- _DATA ENTRIES_

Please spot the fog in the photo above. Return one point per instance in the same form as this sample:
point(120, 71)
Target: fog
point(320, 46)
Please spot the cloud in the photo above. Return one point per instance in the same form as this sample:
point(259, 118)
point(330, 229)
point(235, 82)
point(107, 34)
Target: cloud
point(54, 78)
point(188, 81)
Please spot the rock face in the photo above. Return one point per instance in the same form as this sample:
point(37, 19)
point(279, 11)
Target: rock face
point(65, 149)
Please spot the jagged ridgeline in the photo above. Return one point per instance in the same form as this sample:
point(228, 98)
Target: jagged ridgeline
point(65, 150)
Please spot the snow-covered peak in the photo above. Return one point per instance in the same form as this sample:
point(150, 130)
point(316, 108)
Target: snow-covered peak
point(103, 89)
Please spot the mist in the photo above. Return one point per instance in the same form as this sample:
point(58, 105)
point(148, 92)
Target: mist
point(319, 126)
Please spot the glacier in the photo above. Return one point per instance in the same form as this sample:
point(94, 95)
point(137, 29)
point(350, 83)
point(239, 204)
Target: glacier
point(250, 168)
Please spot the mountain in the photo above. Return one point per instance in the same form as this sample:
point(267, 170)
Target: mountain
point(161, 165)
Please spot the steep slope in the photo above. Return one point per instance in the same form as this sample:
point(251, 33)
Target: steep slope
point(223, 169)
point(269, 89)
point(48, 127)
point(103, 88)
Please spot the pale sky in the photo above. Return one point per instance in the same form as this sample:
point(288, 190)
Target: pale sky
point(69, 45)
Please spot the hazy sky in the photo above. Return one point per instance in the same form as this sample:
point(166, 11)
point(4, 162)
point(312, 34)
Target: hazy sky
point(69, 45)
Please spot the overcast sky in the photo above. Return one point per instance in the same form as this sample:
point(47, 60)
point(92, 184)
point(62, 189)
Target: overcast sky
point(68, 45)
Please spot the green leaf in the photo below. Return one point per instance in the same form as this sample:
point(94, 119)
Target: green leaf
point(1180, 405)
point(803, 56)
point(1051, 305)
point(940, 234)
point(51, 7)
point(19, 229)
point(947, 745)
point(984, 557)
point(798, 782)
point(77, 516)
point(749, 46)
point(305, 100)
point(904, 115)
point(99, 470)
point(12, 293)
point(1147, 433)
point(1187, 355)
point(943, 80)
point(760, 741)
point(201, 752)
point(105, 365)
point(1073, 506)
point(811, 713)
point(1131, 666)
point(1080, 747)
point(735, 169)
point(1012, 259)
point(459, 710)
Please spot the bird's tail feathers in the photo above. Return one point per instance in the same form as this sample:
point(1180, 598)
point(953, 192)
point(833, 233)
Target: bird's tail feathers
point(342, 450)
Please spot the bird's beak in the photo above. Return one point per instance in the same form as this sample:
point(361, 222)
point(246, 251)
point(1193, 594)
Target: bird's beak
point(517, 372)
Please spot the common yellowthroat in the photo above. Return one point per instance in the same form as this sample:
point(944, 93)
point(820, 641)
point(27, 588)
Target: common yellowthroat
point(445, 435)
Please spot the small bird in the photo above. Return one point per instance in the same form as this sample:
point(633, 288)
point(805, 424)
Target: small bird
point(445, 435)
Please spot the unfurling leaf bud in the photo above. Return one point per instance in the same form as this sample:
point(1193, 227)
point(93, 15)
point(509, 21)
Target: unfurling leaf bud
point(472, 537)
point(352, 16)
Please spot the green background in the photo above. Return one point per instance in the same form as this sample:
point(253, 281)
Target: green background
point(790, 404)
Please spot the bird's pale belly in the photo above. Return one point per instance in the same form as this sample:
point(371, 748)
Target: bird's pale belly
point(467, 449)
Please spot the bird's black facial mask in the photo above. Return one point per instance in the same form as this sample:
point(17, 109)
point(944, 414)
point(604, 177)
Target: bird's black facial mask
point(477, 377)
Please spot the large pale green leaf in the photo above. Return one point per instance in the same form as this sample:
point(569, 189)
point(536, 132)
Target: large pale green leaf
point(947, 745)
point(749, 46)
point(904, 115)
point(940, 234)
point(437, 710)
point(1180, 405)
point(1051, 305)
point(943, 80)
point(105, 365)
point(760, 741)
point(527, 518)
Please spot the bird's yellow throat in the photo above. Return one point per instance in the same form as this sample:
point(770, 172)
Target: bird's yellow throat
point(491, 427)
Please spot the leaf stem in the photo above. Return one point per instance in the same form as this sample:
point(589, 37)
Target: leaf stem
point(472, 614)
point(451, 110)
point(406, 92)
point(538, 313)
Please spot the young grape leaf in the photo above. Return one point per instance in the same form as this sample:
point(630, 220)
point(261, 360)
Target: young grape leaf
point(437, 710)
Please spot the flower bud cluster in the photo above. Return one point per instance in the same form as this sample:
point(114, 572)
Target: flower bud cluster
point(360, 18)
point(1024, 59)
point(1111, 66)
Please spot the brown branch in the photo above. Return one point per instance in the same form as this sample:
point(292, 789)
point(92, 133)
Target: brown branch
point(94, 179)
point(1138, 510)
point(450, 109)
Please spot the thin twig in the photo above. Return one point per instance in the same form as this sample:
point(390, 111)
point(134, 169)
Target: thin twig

- _OBJECTIVE_
Copy out once more, unchanged, the lines of the data from the one containing "Please spot the cloud" through the one containing "point(188, 81)", including both of those lines.

- _WORKED ANSWER_
Please spot the cloud in the photo above. Return one point per instance in the same form as this sample:
point(259, 118)
point(330, 229)
point(235, 82)
point(107, 34)
Target: cloud
point(54, 78)
point(188, 81)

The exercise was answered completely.